■ What you are asked to do
Please scale the items, beginning at the line that has "railing in this photo." and stopping after the last item, and give only those lines again, requests included. Multiply every coordinate in the answers by 0.35 and round each to a whole number with halves rounded up, leaving all numbers in the requests and their format samples unchanged.
* * *
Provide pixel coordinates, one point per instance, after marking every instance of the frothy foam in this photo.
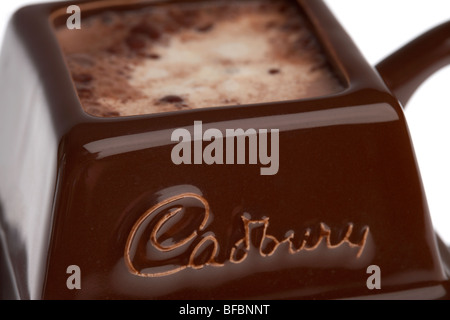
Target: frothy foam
(186, 56)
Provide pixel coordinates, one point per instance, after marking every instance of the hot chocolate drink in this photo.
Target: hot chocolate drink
(194, 55)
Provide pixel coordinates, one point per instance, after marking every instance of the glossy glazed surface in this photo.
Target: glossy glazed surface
(347, 194)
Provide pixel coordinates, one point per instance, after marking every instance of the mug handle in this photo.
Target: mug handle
(407, 68)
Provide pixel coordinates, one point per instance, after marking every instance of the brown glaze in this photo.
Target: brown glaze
(347, 195)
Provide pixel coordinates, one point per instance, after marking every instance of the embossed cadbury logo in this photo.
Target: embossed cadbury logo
(171, 236)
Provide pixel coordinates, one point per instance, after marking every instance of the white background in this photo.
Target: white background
(379, 27)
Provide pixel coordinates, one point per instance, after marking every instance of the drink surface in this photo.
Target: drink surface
(195, 55)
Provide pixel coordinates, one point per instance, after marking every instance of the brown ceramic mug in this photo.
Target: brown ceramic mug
(101, 197)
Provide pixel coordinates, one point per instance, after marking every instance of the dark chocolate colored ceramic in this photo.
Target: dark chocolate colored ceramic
(100, 193)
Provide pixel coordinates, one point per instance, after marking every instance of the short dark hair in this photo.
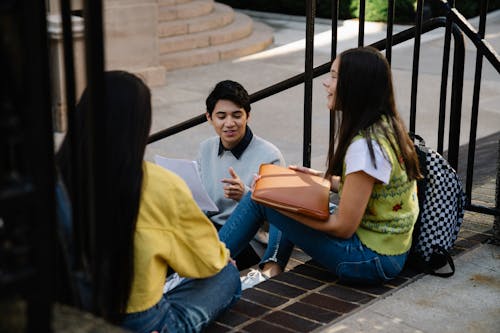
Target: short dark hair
(228, 90)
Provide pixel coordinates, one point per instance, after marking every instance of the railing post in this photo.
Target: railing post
(496, 223)
(310, 14)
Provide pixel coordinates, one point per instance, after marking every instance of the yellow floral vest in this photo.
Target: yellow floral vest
(391, 213)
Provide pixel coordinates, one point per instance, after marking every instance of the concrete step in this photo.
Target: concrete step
(195, 8)
(220, 16)
(260, 38)
(172, 2)
(241, 27)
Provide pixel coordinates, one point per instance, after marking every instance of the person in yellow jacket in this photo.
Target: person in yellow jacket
(154, 224)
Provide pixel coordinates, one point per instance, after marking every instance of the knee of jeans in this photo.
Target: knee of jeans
(367, 271)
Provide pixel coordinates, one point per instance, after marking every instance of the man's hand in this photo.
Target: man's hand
(234, 188)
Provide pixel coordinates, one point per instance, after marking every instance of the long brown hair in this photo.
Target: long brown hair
(126, 119)
(364, 94)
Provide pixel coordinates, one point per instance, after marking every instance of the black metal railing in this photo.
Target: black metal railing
(27, 198)
(34, 186)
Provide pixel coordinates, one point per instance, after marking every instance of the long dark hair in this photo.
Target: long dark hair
(365, 94)
(126, 121)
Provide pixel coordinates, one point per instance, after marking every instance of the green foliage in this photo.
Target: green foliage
(376, 10)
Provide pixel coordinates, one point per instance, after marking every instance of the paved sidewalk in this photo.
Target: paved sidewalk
(467, 302)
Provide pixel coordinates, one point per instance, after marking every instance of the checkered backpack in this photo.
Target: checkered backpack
(441, 201)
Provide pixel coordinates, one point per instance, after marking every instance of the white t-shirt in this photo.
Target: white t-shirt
* * *
■ Solved problem
Provide pixel coordinates, one point per instance, after marking every instance of the black metal railing in this photo.
Target: black metal railing
(9, 69)
(12, 65)
Provide pixel coordinates, one point per instance, after marking every instance of the long dark hair in this photo.
Target: long dark hair
(128, 33)
(44, 42)
Provide pixel coordinates, one point per instance, after marking every instance of the green foliage in this photo.
Target: green foliage
(132, 4)
Provide pixel coordinates, one point per instance, after marking every instance of the paved sidewalk in this photo.
Target: paved sidewalk
(163, 106)
Provide pixel coordinates, one point per instance, after marking every instance of the checkered backpack in this photo.
Target: checkered backpack
(154, 70)
Provide pixel coordinates, one point per instance, after marking every instance of the white t-shirt in this photo.
Target: white t-shirt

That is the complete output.